简短练习:
返回下方条目中所有包含字符串“zebra”的行，每行按原文完整抄出。

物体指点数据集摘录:
§ §

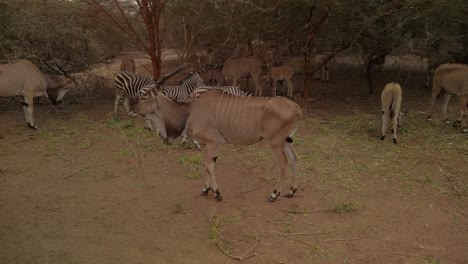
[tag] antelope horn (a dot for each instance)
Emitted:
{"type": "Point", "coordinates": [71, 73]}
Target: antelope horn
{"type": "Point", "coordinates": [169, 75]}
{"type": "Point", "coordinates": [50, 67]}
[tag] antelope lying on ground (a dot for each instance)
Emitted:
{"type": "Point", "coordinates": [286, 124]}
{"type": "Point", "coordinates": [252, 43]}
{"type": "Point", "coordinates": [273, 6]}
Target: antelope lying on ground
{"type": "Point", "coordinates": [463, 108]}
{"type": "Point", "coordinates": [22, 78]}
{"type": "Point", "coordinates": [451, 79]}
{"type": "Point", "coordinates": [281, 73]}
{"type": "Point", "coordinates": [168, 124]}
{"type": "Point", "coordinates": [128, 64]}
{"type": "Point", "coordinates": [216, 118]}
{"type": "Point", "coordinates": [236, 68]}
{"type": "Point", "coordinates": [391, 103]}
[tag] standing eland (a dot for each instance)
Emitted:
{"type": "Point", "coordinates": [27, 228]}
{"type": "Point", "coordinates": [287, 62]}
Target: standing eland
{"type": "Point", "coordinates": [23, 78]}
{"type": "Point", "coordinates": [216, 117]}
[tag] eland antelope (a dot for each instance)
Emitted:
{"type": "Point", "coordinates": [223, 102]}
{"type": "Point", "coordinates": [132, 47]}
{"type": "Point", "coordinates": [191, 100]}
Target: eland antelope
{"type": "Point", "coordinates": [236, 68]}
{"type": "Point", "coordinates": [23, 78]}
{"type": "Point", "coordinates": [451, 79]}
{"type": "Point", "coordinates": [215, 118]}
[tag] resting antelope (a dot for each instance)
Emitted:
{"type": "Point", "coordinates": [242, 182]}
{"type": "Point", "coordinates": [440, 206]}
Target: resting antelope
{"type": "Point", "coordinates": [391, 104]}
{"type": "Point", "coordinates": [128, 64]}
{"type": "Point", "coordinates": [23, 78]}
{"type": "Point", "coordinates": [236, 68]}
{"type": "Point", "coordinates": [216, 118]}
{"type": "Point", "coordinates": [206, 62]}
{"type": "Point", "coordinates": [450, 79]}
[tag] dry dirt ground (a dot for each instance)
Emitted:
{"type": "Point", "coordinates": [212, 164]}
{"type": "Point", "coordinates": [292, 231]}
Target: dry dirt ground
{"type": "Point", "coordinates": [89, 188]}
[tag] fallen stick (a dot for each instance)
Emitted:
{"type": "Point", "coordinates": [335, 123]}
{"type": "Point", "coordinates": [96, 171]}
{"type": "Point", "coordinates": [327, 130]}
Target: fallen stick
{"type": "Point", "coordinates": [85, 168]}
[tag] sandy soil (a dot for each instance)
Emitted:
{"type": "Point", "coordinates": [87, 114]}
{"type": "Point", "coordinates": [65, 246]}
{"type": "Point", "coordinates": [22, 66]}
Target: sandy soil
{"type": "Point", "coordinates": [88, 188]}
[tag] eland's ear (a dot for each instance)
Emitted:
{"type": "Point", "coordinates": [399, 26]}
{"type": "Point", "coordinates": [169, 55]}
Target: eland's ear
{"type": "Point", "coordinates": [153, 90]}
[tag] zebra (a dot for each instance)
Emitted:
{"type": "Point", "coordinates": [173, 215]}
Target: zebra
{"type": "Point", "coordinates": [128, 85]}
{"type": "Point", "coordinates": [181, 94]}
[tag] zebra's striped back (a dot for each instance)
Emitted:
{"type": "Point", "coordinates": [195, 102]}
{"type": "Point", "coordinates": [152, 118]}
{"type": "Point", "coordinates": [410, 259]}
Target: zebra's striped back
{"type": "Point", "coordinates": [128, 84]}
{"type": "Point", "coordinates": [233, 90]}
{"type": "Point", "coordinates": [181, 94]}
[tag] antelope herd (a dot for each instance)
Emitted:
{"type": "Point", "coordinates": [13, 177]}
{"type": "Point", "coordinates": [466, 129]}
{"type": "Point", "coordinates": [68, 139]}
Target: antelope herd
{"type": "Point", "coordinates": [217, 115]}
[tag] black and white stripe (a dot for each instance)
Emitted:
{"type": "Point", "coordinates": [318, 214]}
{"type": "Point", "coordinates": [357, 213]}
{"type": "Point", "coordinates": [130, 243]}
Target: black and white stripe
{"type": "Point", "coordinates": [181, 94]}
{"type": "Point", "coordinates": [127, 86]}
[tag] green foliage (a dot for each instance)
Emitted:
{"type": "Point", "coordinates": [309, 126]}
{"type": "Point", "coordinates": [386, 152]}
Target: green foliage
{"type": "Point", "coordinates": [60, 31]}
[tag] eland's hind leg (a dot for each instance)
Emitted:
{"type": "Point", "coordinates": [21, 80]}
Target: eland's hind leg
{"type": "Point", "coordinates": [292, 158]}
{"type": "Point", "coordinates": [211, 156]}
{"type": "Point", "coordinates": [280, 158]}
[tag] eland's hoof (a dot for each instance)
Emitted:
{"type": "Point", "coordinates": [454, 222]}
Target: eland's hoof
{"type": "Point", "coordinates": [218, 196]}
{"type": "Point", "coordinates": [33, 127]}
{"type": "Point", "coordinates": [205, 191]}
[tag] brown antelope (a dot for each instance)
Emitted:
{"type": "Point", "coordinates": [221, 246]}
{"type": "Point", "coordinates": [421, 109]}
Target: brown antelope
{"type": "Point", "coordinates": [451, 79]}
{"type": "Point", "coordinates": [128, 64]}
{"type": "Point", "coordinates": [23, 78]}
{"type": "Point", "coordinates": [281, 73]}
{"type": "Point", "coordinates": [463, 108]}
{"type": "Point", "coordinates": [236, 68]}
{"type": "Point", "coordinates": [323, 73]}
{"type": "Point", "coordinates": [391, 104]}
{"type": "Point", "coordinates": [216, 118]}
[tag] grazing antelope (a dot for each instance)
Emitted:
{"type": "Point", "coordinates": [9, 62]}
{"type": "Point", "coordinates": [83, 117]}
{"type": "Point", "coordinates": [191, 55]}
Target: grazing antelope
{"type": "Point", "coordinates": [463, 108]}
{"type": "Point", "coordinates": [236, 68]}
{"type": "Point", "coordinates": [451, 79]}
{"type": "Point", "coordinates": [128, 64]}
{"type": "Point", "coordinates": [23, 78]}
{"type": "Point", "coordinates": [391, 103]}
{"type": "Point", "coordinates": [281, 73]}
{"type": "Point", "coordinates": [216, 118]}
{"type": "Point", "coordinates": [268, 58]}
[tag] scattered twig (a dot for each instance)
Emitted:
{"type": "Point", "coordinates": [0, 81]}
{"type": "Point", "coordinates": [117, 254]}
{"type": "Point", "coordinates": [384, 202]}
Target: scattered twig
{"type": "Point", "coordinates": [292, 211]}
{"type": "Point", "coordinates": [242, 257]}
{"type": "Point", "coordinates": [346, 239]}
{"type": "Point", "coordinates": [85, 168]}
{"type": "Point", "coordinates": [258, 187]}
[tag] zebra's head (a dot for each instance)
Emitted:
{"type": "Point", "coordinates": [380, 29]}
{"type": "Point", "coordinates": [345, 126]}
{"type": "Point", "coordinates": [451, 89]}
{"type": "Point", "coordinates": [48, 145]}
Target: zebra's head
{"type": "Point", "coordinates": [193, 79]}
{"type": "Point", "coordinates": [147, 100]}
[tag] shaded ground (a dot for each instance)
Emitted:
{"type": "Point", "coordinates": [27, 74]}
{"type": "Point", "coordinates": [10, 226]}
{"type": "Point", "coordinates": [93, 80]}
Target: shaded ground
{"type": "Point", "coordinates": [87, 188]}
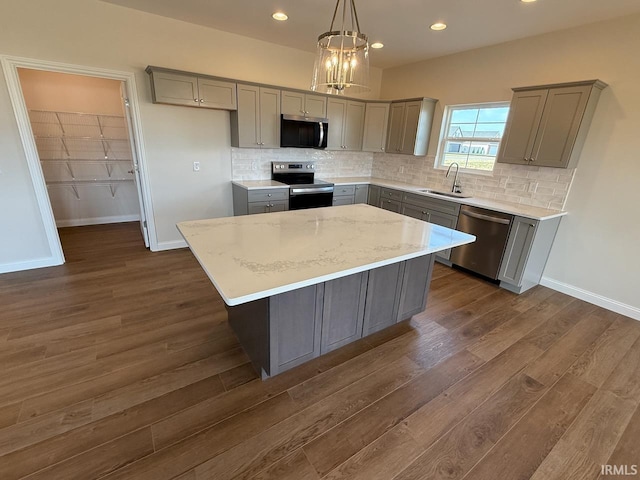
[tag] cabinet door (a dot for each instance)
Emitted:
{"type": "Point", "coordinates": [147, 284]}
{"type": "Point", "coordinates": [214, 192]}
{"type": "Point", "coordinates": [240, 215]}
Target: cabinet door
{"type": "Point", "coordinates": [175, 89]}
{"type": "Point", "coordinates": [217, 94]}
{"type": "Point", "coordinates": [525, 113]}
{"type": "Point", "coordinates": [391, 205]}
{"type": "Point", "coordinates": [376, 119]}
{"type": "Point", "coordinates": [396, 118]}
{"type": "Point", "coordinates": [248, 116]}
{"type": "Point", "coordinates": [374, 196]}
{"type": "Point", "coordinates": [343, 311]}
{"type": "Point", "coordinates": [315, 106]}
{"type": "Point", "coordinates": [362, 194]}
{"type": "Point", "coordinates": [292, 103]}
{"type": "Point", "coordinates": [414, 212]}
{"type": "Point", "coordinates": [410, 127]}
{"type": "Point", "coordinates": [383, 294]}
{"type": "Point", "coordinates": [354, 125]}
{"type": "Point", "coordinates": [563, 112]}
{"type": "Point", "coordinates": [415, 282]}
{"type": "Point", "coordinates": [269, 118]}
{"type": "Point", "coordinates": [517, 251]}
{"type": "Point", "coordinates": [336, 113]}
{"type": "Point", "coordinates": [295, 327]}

§ §

本题答案:
[tag] zebra (a dot for each instance)
Target: zebra
[tag] zebra's striped back (a dot for each instance)
Target: zebra's striped back
[tag] zebra's head (a dot for each instance)
Target: zebra's head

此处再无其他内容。